Convert every entry below into a two-column CSV with the header row entry_text,answer and one row per entry, holding the entry's text and its answer. Put each in a single quoted field with line breaks replaced by spaces, and leave the pictures out.

▶ _SUPPLIED ENTRIES_:

▬▬▬▬▬▬▬▬▬▬

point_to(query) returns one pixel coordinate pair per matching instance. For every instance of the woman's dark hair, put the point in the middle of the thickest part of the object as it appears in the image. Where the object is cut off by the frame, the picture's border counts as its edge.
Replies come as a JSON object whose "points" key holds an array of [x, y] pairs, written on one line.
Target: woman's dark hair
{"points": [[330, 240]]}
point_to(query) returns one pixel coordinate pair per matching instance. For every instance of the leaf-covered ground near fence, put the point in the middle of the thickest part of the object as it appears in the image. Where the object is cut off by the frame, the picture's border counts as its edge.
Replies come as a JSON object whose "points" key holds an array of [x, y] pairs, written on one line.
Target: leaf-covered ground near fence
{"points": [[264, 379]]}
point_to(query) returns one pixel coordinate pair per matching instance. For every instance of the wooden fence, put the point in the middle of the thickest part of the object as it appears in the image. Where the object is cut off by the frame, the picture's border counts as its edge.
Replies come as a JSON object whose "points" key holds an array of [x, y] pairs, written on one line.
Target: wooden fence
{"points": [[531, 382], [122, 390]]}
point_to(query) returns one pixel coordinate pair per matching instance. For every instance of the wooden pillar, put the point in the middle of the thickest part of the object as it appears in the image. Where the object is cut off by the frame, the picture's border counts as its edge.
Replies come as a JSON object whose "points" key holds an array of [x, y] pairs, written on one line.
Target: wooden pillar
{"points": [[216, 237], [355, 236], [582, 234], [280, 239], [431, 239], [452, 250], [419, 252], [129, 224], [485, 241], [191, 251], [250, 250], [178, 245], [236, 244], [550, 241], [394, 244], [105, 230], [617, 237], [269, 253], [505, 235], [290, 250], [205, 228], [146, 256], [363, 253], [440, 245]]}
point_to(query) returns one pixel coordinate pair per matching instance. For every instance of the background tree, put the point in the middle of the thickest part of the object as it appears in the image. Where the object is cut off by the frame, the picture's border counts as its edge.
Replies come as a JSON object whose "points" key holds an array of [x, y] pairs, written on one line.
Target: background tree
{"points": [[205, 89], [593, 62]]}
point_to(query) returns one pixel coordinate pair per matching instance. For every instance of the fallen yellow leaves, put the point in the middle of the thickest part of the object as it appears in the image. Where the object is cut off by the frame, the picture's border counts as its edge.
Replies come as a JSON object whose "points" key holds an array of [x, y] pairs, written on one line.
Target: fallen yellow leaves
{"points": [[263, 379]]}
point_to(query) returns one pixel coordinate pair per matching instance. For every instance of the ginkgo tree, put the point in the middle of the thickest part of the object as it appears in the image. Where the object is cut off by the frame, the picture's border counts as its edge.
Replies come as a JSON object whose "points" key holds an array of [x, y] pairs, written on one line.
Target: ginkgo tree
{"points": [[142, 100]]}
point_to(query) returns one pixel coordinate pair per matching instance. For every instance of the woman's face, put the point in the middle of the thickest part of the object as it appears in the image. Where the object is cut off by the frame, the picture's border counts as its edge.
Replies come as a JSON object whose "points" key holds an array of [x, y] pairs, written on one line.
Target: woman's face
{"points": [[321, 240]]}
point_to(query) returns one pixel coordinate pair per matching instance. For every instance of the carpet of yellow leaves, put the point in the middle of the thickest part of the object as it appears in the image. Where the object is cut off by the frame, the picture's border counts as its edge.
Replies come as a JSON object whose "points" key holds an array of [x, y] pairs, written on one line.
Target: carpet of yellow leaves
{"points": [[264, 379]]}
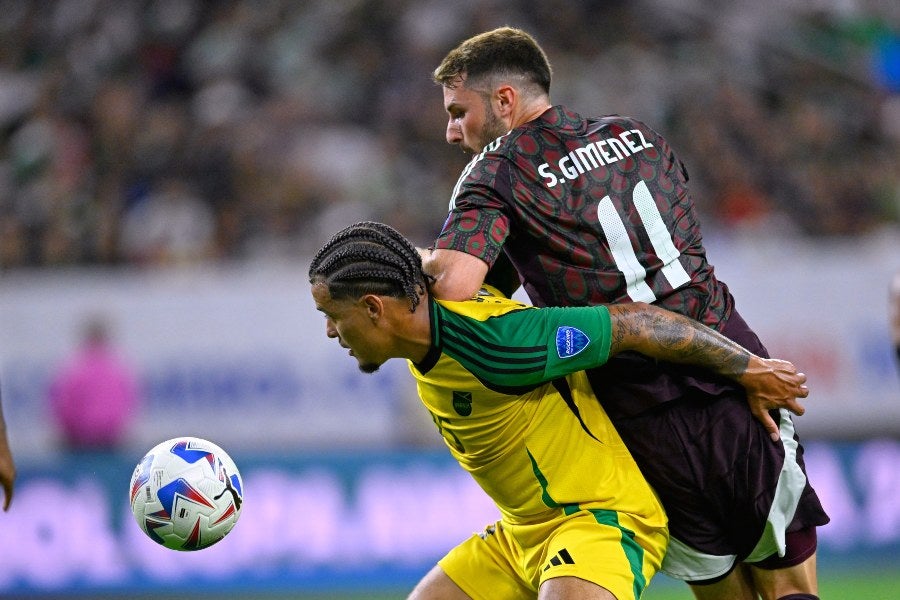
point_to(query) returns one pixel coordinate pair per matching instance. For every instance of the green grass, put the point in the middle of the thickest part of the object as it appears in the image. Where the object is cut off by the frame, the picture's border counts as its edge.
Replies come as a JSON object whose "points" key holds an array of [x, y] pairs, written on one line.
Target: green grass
{"points": [[856, 584]]}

▬▬▬▬▬▬▬▬▬▬

▶ _ANSWER TO THE TASK_:
entry_text,answer
"point_to(query) returns one pixel coordinate pair per matching instance. For every instance of the woman's dark hair, put the point in the middle of the thickest part of the object as it appears in the image. Where the object is cut off by the frame, the picture's border counts as its edge. Replies come as a JSON object whose ""points"" key holds an array of [x, y] pairs, written on one line. Target: woman's dark hair","{""points"": [[330, 240]]}"
"point_to(query) returns one pixel coordinate pair per matching instance. For every instance of the leaf-covered ground near fence, put the point in the middle of the thickest part of the object as it appears in the image. Where the object is cut off by the frame, the picture's border counts as its edge. Replies come as a JSON object whose ""points"" key holds an array of [x, y] pairs, written on one line. Target: leaf-covered ground near fence","{""points"": [[264, 379]]}"
"point_to(query) returns one pixel coordinate pair per matching instance. For every instance of the wooden fence, put the point in the middle of the thickest part of the object as it appears in the image. Where the object is cut off by the frame, the picture's border counts as its edge. Replies come as a JSON object whose ""points"" key holds an array of [x, y] pairs, written on one line. Target: wooden fence","{""points"": [[531, 382], [122, 390]]}"
"point_to(query) returns one pixel coordinate pair per matching instance. For every instance of the wooden pillar, put the point in the middle of the thickest part of the object as it appears in the image. Where the object is cut off by the frame, the picture's border counts as its edge. Replies come as a JSON object whose ""points"" key holds an array of [x, y] pairs, written on one line. Target: wooden pillar","{""points"": [[216, 237], [355, 236], [582, 234], [280, 239], [431, 239], [452, 250], [419, 252], [129, 224], [485, 241], [191, 251], [250, 250], [178, 245], [236, 244], [550, 241], [394, 244], [105, 230], [617, 237], [269, 253], [505, 235], [290, 250], [205, 228], [146, 256], [363, 253], [440, 245]]}"
"point_to(query) returns one pixel coordinate pair per matching instance. For every instance of the background tree, put the point in the middle of the thickest part of the object as it appears in the image. Where the object is cut off by the frame, the picture's border counts as its edge. Replies come as a JSON object whose ""points"" key holds an array of [x, y] pairs, written on one line. Target: background tree","{""points"": [[205, 89], [593, 62]]}"
"point_to(query) returns one pixel coordinate pair per matching instance. For every instance of the fallen yellow leaves, put the point in the middle of the thickest part of the object as it appears in the image. Where the object is cut off by the frame, the picture's border counts as its edge. Replies come as a JSON object whose ""points"" key holds an array of [x, y] pairs, written on one line. Target: fallen yellow leaves","{""points"": [[263, 379]]}"
"point_to(query) returns one pixel coordinate pair per matching instance. For every instance of the ginkgo tree, put the point in the middle of the thickest part of the object as it appears in the image. Where the object is cut off by the frame, the picture's border counts as its edge. Replies come as a JSON object whose ""points"" key holds an array of [x, y] pairs, written on one line. Target: ginkgo tree","{""points"": [[142, 100]]}"
"point_to(query) returns one pixel coordinate pair per matching instance. For every instance of the woman's face, put the point in the middle of the thickest part of the object as it appears in the image. Where the object is cut off by the frame, the picture's border counts as its edge. Replies come as a JSON object whose ""points"" key holds an array of [x, y] pairs, written on one line. Target: woman's face","{""points"": [[321, 240]]}"
"point_to(query) returns one pixel coordinate pair per matching instance. For every instance of the carpet of yellow leaves, put the point in the middle of the thickest part of the object as it appears in the image. Where the object is cut off by the frame, the picture's border counts as its edge. Replies come as a JSON object whose ""points"" key holds an array of [x, y] pairs, written on one line. Target: carpet of yellow leaves","{""points"": [[264, 379]]}"
"point_to(query) returns one pixel coordinate pair per matching instance. For every instance of the green grass, put the point in the middle of the thickest part of the object as it appears in the image. Where the object is cut off by the frame, the picture's border counts as its edge. Replies come as a JSON object whose ""points"" key holds an array of [x, y] pairs, written on one line. Target: green grass","{""points"": [[856, 584]]}"